Some data might have starting and end points for x values. If that is the case, the line chart will have a step-like shape. ggHoriPlot can also plot this kind of data. We simply need to specify the end coordinates using the xend aesthetics inside geom_horizon():

a <- dat_tab %>% 
  ggplot() +
  geom_horizon(
    aes(x = x, 
    xend = xend, 
    y=y,
    fill=..Cutpoints..), 
    horizonscale = 6,
    origin = 'midpoint'
  ) +
  theme_few() +
  scale_fill_hcl()

cutpoints  <- tibble(
  cuts = c(78.48221,  172.74027,  266.99833, -110.03390, -204.29196, -298.55001),
  names = c('ypos1', 'ypos2', 'ypos3', 'yneg1', 'yneg2', 'yneg3'), 
  color = c("#D7E2D4", "#36ABA9", "#324DA0", "#F6DE90", "#E78200", "#A51122")
) %>% 
  mutate(names = factor(names, rev(names))) %>% 
  arrange(names)

dt <- dat_tab %>% 
  pivot_longer(c(x, xend)) %>% 
  mutate(x = value)

b <- plotAllLayers(dt, mid, cutpoints$cuts, cutpoints$color)

b/a+ plot_layout(guides = 'collect', heights = c(6, 1))

As a side note, xend values need to be different from the following x value, otherwise ggHoriPlot might not work properly. If this is not the case, try subtracting a small value to xend.

Faceting

ggHoriPlot can also be used to facet the data, which is specially useful if different time series need to be compared:

tab_tot %>% 
  ggplot() +
  geom_horizon(aes(x = x, y=y)) +
  facet_wrap(~type, ncol = 1, scales = 'free_y') +
  theme_few() +
  scale_fill_hcl()

Note that the cutpoints are calculated per facet separately, so the color of each plot is relative to itself. This can be seen when specifying fill = ..Cutpoints..:

tab_tot %>% 
  ggplot() +
  geom_horizon(aes(x = x, y=y, fill = ..Cutpoints..)) +
  facet_wrap(~type, ncol = 1, scales = 'free_y') +
  theme_few() +
  scale_fill_hcl()

_Exercise prompt_: Condense the paragraph of the page extract above that begins "Some data might have starting and end points" into a short bulleted list that keeps its main facts.

_Information given_:
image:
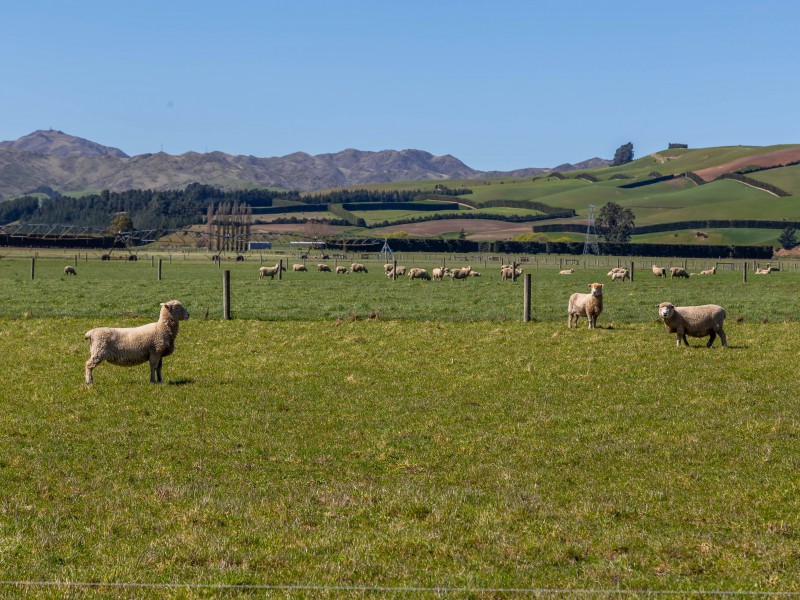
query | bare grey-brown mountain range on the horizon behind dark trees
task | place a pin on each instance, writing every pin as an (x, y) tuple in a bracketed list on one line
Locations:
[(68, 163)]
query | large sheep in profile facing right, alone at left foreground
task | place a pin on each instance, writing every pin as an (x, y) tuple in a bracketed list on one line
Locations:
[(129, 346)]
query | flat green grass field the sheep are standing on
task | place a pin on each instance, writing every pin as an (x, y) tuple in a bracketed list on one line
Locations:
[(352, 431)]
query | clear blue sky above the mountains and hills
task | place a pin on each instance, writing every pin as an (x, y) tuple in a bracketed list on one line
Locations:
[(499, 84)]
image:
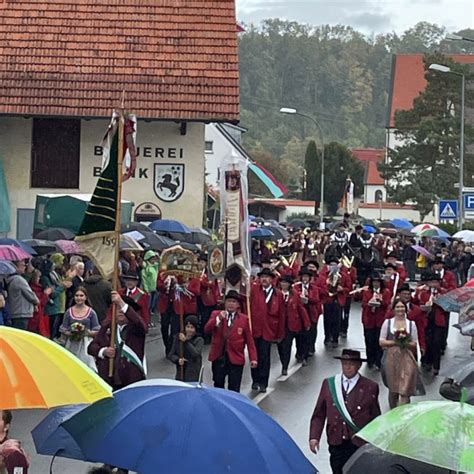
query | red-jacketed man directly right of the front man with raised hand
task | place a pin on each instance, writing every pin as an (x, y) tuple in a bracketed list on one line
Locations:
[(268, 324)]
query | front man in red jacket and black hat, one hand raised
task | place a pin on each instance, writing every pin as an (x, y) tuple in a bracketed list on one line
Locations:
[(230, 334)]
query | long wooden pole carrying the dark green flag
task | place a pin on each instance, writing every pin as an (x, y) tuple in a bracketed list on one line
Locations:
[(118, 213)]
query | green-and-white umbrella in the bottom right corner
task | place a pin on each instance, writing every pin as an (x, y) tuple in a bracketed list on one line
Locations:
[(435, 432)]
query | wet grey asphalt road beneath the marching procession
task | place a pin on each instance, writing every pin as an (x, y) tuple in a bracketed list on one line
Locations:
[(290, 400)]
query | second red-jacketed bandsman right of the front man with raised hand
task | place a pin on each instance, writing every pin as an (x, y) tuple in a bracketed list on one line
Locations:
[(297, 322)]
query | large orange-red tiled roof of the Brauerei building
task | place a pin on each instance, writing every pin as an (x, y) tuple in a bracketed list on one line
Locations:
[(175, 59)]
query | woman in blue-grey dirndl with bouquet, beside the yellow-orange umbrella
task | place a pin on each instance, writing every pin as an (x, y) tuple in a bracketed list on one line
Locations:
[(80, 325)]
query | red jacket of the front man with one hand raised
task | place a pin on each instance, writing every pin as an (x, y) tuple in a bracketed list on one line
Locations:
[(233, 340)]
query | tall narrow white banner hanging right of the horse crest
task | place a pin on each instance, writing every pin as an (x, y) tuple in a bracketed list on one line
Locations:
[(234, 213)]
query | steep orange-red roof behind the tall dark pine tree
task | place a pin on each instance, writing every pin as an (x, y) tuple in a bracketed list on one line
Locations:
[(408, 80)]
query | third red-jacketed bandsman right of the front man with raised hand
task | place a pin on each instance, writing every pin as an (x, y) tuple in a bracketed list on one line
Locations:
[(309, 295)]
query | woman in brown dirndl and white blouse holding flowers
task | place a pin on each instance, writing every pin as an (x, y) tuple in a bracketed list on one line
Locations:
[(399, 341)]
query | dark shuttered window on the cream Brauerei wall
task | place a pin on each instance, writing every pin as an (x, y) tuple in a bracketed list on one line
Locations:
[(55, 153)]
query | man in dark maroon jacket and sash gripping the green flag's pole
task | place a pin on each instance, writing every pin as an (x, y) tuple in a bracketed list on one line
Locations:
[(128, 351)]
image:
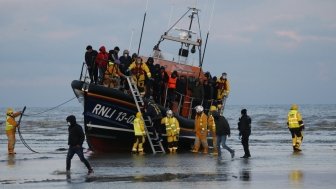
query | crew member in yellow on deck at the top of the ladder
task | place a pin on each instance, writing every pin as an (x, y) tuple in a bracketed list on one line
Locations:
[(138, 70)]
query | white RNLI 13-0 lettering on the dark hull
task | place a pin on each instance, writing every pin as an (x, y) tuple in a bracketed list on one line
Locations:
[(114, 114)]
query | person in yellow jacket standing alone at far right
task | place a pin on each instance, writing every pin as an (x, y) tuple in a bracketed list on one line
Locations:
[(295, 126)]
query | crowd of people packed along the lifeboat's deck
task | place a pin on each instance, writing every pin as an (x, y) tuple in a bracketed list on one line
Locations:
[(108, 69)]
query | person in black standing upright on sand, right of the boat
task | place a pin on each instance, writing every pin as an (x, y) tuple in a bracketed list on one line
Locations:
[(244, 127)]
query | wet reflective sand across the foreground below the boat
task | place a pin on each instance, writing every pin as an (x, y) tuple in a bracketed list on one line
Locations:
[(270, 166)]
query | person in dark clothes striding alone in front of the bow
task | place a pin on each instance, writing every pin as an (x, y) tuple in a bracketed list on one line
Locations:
---
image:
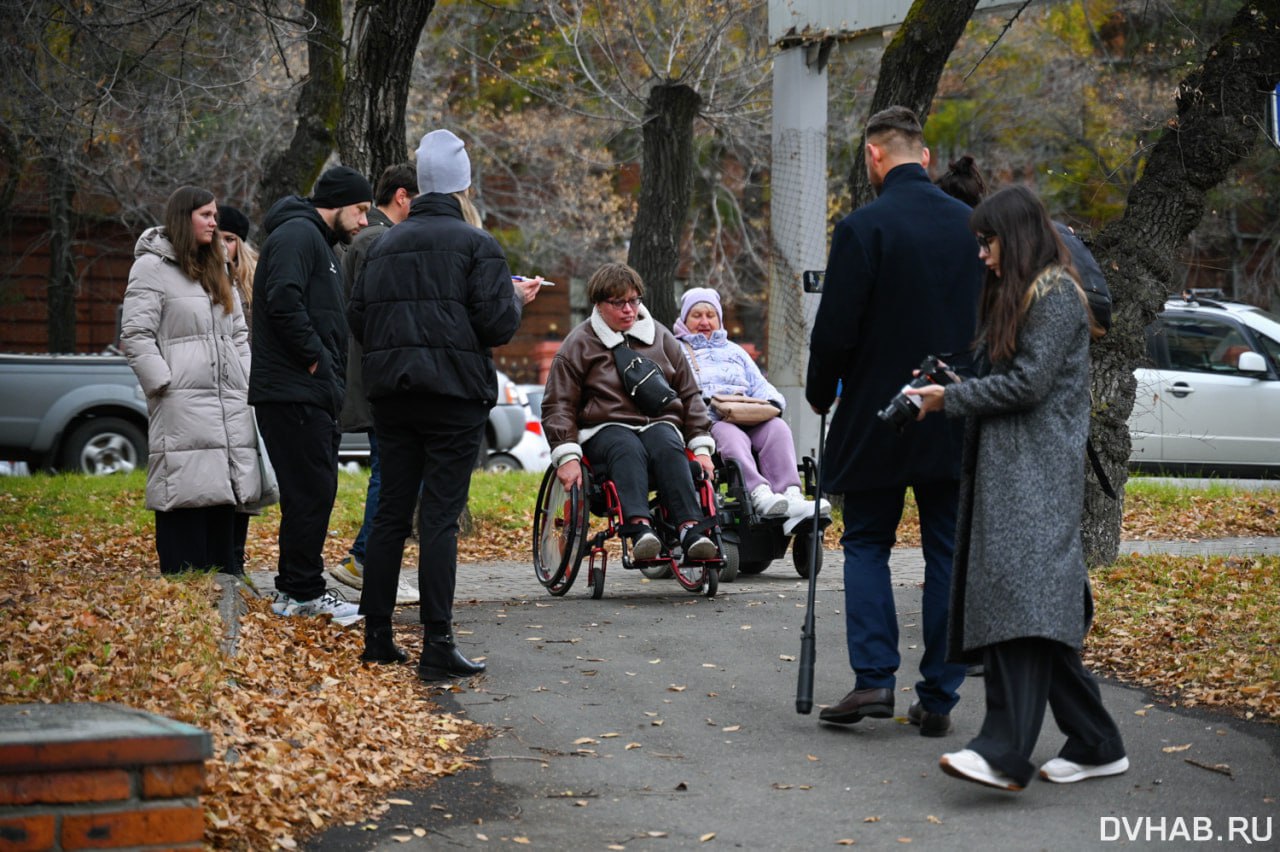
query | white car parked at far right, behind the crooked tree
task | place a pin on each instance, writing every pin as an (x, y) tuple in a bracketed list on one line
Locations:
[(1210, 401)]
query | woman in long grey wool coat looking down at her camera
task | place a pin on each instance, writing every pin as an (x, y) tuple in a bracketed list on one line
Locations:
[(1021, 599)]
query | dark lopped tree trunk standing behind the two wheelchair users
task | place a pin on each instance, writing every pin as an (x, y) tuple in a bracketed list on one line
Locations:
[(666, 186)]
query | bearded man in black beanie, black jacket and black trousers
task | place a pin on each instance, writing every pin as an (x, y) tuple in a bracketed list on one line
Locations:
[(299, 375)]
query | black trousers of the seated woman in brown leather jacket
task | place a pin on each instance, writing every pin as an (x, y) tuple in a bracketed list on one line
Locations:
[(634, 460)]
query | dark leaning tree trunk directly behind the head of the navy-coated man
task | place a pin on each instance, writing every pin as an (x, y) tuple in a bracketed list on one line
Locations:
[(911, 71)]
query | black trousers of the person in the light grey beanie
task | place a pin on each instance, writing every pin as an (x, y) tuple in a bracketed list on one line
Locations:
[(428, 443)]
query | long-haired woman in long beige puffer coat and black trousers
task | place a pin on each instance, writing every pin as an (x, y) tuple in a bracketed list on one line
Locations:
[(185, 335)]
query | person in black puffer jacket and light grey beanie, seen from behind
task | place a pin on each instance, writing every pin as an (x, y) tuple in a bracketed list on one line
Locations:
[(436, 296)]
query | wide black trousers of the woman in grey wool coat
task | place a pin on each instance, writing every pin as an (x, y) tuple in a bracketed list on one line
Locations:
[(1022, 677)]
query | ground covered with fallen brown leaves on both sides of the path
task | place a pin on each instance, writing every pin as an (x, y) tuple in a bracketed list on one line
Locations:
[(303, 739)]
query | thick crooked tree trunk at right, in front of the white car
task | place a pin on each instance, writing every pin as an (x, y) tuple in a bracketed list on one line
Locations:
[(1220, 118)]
---
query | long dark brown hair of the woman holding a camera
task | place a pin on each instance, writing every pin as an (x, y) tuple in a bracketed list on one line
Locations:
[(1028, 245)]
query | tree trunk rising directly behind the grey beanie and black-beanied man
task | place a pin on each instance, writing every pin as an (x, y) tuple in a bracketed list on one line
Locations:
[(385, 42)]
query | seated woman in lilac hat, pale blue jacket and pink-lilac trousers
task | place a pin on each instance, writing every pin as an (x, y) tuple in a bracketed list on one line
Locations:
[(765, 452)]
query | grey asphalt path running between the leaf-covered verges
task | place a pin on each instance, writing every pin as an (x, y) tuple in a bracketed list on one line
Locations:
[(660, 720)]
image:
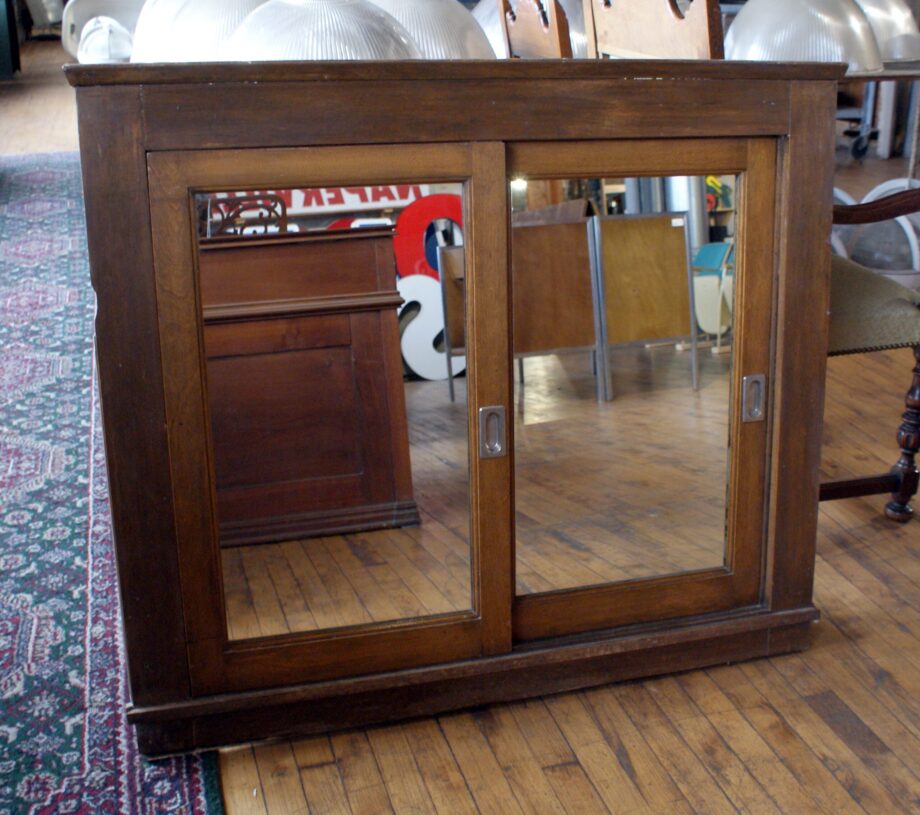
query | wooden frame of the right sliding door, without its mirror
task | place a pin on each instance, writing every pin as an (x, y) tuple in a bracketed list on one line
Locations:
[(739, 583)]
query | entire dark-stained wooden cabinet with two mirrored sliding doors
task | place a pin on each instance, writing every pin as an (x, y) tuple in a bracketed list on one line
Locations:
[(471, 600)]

_Response_:
- Some data has both starting and end points for x values.
- With such data, the line chart takes a step-like shape.
- ggHoriPlot can plot this kind of data.
- The end coordinates are given with the xend aesthetic inside geom_horizon().